[Start]
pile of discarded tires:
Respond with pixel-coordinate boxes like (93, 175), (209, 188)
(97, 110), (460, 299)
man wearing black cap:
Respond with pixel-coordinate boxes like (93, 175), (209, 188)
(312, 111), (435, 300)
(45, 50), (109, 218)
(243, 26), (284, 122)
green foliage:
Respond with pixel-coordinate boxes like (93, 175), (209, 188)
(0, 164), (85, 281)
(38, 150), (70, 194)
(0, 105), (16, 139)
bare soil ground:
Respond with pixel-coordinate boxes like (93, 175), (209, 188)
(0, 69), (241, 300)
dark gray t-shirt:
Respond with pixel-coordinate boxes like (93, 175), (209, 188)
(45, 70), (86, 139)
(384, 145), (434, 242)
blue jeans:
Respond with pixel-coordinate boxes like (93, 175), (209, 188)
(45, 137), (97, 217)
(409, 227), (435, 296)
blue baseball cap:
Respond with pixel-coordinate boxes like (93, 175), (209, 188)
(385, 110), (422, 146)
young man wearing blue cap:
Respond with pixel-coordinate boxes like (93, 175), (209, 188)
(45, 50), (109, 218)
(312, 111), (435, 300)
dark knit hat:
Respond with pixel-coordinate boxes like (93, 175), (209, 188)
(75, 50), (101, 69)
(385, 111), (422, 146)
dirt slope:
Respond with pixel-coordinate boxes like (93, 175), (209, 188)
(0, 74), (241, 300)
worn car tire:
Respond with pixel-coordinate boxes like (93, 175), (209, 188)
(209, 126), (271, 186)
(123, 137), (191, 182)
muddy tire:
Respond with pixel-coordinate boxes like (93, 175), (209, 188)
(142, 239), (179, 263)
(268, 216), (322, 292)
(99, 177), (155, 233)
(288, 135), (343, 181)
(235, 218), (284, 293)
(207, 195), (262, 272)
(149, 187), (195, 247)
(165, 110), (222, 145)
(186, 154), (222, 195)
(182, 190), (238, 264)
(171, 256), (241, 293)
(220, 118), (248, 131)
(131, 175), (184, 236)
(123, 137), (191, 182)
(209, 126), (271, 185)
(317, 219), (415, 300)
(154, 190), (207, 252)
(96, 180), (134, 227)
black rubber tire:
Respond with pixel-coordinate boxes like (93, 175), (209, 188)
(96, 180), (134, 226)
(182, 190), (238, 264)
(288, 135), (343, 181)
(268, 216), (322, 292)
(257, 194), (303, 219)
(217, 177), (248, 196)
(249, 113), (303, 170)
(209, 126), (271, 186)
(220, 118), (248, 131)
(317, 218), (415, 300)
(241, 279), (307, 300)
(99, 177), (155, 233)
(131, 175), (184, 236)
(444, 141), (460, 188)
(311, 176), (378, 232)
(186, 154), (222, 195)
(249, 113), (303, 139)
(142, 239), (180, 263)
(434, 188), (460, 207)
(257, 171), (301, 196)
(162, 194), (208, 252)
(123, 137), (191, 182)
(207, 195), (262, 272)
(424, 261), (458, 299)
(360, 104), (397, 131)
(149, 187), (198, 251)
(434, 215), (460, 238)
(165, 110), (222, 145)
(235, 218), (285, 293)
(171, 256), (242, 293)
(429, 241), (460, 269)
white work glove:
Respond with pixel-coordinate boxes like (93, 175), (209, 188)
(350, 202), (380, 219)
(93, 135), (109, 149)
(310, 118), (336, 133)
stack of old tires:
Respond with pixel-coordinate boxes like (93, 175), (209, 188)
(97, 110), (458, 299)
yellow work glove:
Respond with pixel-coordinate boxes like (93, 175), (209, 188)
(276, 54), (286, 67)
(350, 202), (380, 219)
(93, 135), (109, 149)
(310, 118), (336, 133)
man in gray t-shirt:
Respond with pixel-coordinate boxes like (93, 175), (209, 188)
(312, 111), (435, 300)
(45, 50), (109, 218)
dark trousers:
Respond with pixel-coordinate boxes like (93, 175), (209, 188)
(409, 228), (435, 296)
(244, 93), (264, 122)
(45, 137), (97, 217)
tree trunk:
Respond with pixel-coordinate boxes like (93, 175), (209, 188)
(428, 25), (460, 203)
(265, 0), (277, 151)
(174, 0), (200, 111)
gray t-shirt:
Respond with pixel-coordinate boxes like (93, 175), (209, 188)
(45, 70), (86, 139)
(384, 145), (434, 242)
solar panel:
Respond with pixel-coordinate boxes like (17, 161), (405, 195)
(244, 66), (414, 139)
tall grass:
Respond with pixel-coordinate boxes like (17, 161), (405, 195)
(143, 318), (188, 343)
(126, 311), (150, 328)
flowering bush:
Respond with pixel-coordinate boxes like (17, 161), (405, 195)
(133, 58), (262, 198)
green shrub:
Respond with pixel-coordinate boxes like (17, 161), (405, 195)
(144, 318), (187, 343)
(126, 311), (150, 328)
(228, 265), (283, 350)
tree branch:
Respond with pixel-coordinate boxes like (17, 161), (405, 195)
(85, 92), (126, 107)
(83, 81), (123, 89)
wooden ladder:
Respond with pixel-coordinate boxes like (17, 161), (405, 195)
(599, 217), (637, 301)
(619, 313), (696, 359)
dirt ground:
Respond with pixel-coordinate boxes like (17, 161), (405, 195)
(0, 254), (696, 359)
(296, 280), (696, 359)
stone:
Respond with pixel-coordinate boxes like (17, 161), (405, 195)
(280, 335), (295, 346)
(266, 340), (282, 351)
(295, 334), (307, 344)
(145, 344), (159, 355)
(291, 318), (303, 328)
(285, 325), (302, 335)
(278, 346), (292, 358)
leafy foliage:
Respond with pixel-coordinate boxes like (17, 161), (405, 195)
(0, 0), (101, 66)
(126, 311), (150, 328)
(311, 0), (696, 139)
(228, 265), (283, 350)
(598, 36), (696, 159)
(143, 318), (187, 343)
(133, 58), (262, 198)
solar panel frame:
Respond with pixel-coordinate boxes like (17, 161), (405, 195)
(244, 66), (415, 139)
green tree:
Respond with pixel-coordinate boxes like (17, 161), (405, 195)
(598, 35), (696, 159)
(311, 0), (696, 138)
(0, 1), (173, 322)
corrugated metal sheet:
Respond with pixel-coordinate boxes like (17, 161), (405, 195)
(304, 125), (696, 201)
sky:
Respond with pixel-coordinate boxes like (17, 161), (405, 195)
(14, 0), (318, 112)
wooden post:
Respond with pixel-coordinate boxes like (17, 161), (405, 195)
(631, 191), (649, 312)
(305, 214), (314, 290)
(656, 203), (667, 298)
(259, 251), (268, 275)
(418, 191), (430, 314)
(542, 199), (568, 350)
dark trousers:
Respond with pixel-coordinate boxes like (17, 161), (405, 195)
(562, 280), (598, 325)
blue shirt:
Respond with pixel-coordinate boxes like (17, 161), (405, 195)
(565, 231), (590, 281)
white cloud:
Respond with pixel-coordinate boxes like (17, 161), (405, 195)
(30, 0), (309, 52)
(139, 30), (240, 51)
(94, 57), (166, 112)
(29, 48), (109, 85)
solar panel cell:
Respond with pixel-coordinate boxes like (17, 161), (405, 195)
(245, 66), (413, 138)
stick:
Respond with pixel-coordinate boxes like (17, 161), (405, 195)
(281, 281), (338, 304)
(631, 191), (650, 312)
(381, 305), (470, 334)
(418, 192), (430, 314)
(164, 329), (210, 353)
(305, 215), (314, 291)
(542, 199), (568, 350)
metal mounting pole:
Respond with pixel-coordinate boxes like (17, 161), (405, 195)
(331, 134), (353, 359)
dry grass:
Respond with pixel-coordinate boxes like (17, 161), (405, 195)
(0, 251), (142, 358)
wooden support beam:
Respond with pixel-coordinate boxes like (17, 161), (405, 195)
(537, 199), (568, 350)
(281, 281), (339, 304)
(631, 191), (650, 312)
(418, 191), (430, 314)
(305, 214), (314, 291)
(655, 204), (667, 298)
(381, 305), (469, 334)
[End]
Put all the items above into a Markdown table with two columns, Row and Line. Give each line its own numbered row and leave out blank lines.

| Row | Line |
|---|---|
| 1 | pile of discarded tires: |
| 2 | Respond with pixel-coordinate boxes like (93, 175), (209, 188) |
| 3 | (97, 110), (460, 299) |
| 4 | man wearing black cap: |
| 5 | Respond with pixel-coordinate boxes like (93, 175), (209, 188) |
| 6 | (312, 111), (435, 300) |
| 7 | (45, 50), (109, 218) |
| 8 | (243, 26), (284, 122) |
| 9 | green foliage: |
| 10 | Respond with pixel-coordinate boxes like (93, 175), (209, 188) |
| 11 | (0, 164), (85, 281) |
| 12 | (38, 150), (70, 194) |
| 13 | (0, 105), (16, 139) |
| 14 | bare soil ground: |
| 15 | Respond with pixel-coordinate boxes like (93, 175), (209, 188) |
| 16 | (0, 69), (241, 300) |
| 17 | dark gray t-shirt: |
| 18 | Respond with pixel-coordinate boxes like (93, 175), (209, 188) |
| 19 | (45, 70), (86, 139) |
| 20 | (384, 145), (434, 242) |
| 21 | blue jeans: |
| 22 | Respond with pixel-coordinate boxes like (93, 175), (209, 188) |
| 23 | (45, 137), (97, 217) |
| 24 | (409, 227), (435, 296) |
| 25 | blue baseball cap: |
| 26 | Respond with pixel-coordinate boxes like (93, 175), (209, 188) |
| 27 | (385, 110), (422, 146) |
| 28 | young man wearing blue cap: |
| 29 | Respond with pixel-coordinate boxes like (93, 175), (209, 188) |
| 30 | (45, 50), (109, 218) |
| 31 | (312, 111), (435, 300) |
| 32 | dark knit hat: |
| 33 | Respond with pixel-coordinate boxes like (93, 175), (209, 188) |
| 34 | (75, 50), (101, 69) |
| 35 | (385, 111), (422, 146) |
| 36 | dirt slope: |
| 37 | Respond with pixel-coordinate boxes like (93, 175), (209, 188) |
| 38 | (0, 74), (241, 300) |
| 39 | worn car tire: |
| 40 | Respond with pixel-coordinate boxes like (93, 175), (209, 188) |
| 41 | (209, 126), (271, 186) |
| 42 | (123, 137), (191, 182) |
| 43 | muddy tire: |
| 44 | Respond with pixel-coordinate boxes like (93, 175), (209, 188) |
| 45 | (142, 239), (179, 263) |
| 46 | (268, 216), (322, 292) |
| 47 | (99, 177), (155, 233) |
| 48 | (288, 135), (343, 181) |
| 49 | (235, 218), (284, 293) |
| 50 | (207, 195), (262, 272) |
| 51 | (149, 187), (195, 247) |
| 52 | (165, 110), (222, 145) |
| 53 | (186, 154), (222, 195) |
| 54 | (182, 190), (238, 264) |
| 55 | (171, 256), (241, 293) |
| 56 | (220, 118), (248, 131) |
| 57 | (131, 175), (184, 236) |
| 58 | (123, 137), (191, 182) |
| 59 | (209, 126), (271, 185) |
| 60 | (317, 219), (415, 300) |
| 61 | (154, 190), (207, 252) |
| 62 | (96, 180), (134, 227) |
| 63 | black rubber tire: |
| 64 | Respond with pixel-coordinate boxes like (93, 175), (209, 188) |
| 65 | (96, 180), (134, 226) |
| 66 | (182, 190), (238, 264) |
| 67 | (288, 135), (343, 181) |
| 68 | (268, 216), (322, 292) |
| 69 | (257, 194), (303, 219) |
| 70 | (217, 177), (248, 196) |
| 71 | (249, 113), (303, 170) |
| 72 | (209, 126), (271, 186) |
| 73 | (220, 118), (248, 131) |
| 74 | (317, 218), (415, 300) |
| 75 | (241, 279), (307, 300) |
| 76 | (99, 177), (155, 233) |
| 77 | (131, 175), (184, 236) |
| 78 | (444, 141), (460, 188) |
| 79 | (311, 176), (378, 232) |
| 80 | (186, 154), (222, 195) |
| 81 | (249, 113), (303, 139) |
| 82 | (142, 239), (180, 263) |
| 83 | (434, 188), (460, 207) |
| 84 | (257, 171), (301, 196) |
| 85 | (162, 194), (208, 252) |
| 86 | (123, 137), (191, 182) |
| 87 | (207, 195), (262, 272) |
| 88 | (424, 261), (458, 299) |
| 89 | (360, 104), (397, 131) |
| 90 | (149, 187), (198, 251) |
| 91 | (434, 215), (460, 238) |
| 92 | (165, 110), (222, 145) |
| 93 | (235, 218), (285, 293) |
| 94 | (171, 256), (242, 293) |
| 95 | (429, 241), (460, 269) |
| 96 | white work glove: |
| 97 | Respond with pixel-coordinate boxes like (93, 175), (209, 188) |
| 98 | (350, 202), (380, 219) |
| 99 | (93, 135), (109, 149) |
| 100 | (310, 118), (336, 133) |
| 101 | stack of old tires: |
| 102 | Respond with pixel-coordinate boxes like (93, 175), (209, 188) |
| 103 | (97, 110), (458, 299) |
| 104 | yellow work glove: |
| 105 | Respond with pixel-coordinate boxes like (93, 175), (209, 188) |
| 106 | (276, 54), (286, 67) |
| 107 | (350, 202), (380, 219) |
| 108 | (93, 135), (109, 149) |
| 109 | (310, 118), (336, 133) |
| 110 | man in gray t-shirt: |
| 111 | Respond with pixel-coordinate boxes like (93, 175), (209, 188) |
| 112 | (312, 111), (435, 300) |
| 113 | (45, 50), (109, 218) |
| 114 | dark trousers: |
| 115 | Respond with pixel-coordinate boxes like (93, 175), (209, 188) |
| 116 | (409, 228), (435, 296) |
| 117 | (244, 93), (264, 122) |
| 118 | (45, 137), (97, 217) |
| 119 | tree trunk: |
| 120 | Respond with pixel-coordinate boxes like (93, 175), (209, 188) |
| 121 | (428, 25), (460, 203) |
| 122 | (265, 0), (277, 151) |
| 123 | (174, 0), (200, 111) |
| 124 | gray t-shirt: |
| 125 | Respond with pixel-coordinate boxes like (93, 175), (209, 188) |
| 126 | (45, 70), (86, 139) |
| 127 | (384, 145), (434, 242) |
| 128 | solar panel: |
| 129 | Respond with pixel-coordinate boxes like (17, 161), (405, 195) |
| 130 | (244, 66), (414, 139) |
| 131 | tall grass: |
| 132 | Respond with pixel-coordinate boxes like (17, 161), (405, 195) |
| 133 | (143, 318), (188, 343) |
| 134 | (126, 311), (150, 328) |
| 135 | flowering bush: |
| 136 | Respond with pixel-coordinate boxes like (17, 161), (405, 195) |
| 137 | (133, 58), (262, 198) |
| 138 | green shrub: |
| 139 | Respond with pixel-coordinate boxes like (17, 161), (405, 195) |
| 140 | (144, 318), (187, 343) |
| 141 | (126, 311), (150, 328) |
| 142 | (228, 265), (283, 350) |
| 143 | tree branch: |
| 144 | Respond with pixel-coordinate boxes like (17, 161), (405, 195) |
| 145 | (85, 92), (126, 107) |
| 146 | (83, 81), (123, 89) |
| 147 | wooden ladder: |
| 148 | Respond with pixel-coordinate boxes like (17, 161), (405, 195) |
| 149 | (599, 217), (637, 301) |
| 150 | (619, 313), (696, 359) |
| 151 | dirt ground: |
| 152 | Respond with pixel-coordinate boxes like (17, 161), (405, 195) |
| 153 | (0, 254), (696, 359) |
| 154 | (296, 280), (696, 359) |
| 155 | stone: |
| 156 | Respond with pixel-coordinate boxes like (17, 161), (405, 195) |
| 157 | (280, 335), (295, 346) |
| 158 | (266, 340), (282, 351) |
| 159 | (295, 334), (307, 344) |
| 160 | (145, 344), (159, 355) |
| 161 | (291, 318), (303, 328) |
| 162 | (285, 325), (302, 335) |
| 163 | (278, 346), (292, 358) |
| 164 | leafy foliage: |
| 165 | Respond with pixel-coordinate boxes like (17, 161), (405, 195) |
| 166 | (0, 0), (101, 66) |
| 167 | (126, 311), (150, 328) |
| 168 | (311, 0), (696, 139) |
| 169 | (228, 265), (283, 350) |
| 170 | (598, 36), (696, 159) |
| 171 | (143, 318), (187, 343) |
| 172 | (133, 58), (262, 198) |
| 173 | solar panel frame: |
| 174 | Respond with pixel-coordinate boxes like (17, 161), (405, 195) |
| 175 | (244, 66), (415, 139) |
| 176 | green tree: |
| 177 | Respond with pixel-coordinate boxes like (17, 161), (405, 195) |
| 178 | (598, 35), (696, 159) |
| 179 | (311, 0), (696, 138) |
| 180 | (0, 1), (173, 322) |
| 181 | corrugated metal sheet: |
| 182 | Respond with pixel-coordinate boxes like (17, 161), (405, 195) |
| 183 | (304, 125), (696, 201) |
| 184 | sky: |
| 185 | Respond with pixel-coordinate boxes like (17, 161), (405, 195) |
| 186 | (14, 0), (318, 112) |
| 187 | wooden post: |
| 188 | Respond with pixel-coordinate boxes like (17, 161), (405, 195) |
| 189 | (631, 191), (649, 312) |
| 190 | (305, 214), (314, 290) |
| 191 | (656, 203), (667, 298) |
| 192 | (259, 251), (268, 275) |
| 193 | (418, 191), (430, 314) |
| 194 | (542, 199), (568, 350) |
| 195 | dark trousers: |
| 196 | Respond with pixel-coordinate boxes like (17, 161), (405, 195) |
| 197 | (562, 280), (598, 325) |
| 198 | blue shirt: |
| 199 | Respond with pixel-coordinate boxes like (17, 161), (405, 195) |
| 200 | (565, 231), (590, 281) |
| 201 | white cloud: |
| 202 | Respond with pixel-coordinate boxes like (17, 161), (405, 195) |
| 203 | (30, 0), (309, 52) |
| 204 | (139, 30), (240, 51) |
| 205 | (94, 57), (166, 112) |
| 206 | (29, 48), (109, 85) |
| 207 | solar panel cell: |
| 208 | Respond with pixel-coordinate boxes like (17, 161), (405, 195) |
| 209 | (245, 66), (413, 138) |
| 210 | stick: |
| 211 | Respond with pixel-coordinate boxes like (17, 161), (405, 195) |
| 212 | (281, 281), (338, 304) |
| 213 | (631, 191), (650, 312) |
| 214 | (381, 305), (470, 334) |
| 215 | (418, 192), (430, 314) |
| 216 | (164, 329), (210, 353) |
| 217 | (305, 215), (314, 291) |
| 218 | (542, 199), (568, 350) |
| 219 | metal mounting pole: |
| 220 | Respond with pixel-coordinate boxes like (17, 161), (405, 195) |
| 221 | (331, 134), (353, 359) |
| 222 | dry grass: |
| 223 | Respond with pixel-coordinate boxes like (17, 161), (405, 195) |
| 224 | (0, 251), (142, 358) |
| 225 | wooden support beam: |
| 226 | Respond with pixel-coordinate boxes like (17, 161), (405, 195) |
| 227 | (537, 199), (568, 350) |
| 228 | (281, 281), (339, 304) |
| 229 | (631, 191), (650, 312) |
| 230 | (418, 191), (430, 314) |
| 231 | (305, 214), (314, 291) |
| 232 | (655, 204), (667, 298) |
| 233 | (381, 305), (469, 334) |